◆ Description of the task
Copy out the records starting with the line containing "Expected: one dot placed on each instance of the round" and going on through the line containing "point(393, 265)", replacing "sunglasses" with "shades" and leaving everything else unchanged. Give only those lines.
[begin Material provided]
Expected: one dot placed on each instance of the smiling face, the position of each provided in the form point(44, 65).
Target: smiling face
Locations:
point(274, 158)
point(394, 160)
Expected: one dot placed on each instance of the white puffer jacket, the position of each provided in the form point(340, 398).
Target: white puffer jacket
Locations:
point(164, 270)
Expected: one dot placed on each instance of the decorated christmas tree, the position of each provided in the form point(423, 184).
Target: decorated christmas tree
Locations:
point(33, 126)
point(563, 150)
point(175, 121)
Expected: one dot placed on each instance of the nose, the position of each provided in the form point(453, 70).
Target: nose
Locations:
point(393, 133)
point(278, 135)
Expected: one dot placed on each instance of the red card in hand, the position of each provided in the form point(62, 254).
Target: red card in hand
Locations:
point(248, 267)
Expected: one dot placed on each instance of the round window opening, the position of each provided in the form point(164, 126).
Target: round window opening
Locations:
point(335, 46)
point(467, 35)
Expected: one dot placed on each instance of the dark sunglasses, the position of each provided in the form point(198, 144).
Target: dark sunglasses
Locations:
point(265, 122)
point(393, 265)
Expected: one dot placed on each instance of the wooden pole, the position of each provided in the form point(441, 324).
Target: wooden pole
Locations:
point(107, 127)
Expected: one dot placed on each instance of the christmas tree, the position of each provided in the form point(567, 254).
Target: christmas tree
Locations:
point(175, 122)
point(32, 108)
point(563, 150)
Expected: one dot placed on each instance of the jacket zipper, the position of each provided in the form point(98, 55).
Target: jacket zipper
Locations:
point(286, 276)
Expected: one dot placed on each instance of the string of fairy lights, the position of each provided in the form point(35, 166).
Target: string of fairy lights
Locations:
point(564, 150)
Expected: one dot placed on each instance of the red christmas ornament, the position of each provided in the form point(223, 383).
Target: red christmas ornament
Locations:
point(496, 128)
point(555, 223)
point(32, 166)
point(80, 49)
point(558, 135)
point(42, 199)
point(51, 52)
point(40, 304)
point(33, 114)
[end Material provided]
◆ Task solution
Expected: one dot placed on each instance of the round window opening, the position of each provided in the form point(164, 126).
Target: round window opening
Locations:
point(335, 46)
point(467, 35)
Expected: one dot placed on each instance of the dark shades, the position of each provided in the form point(198, 144).
Target: dark shades
Locations:
point(265, 122)
point(393, 265)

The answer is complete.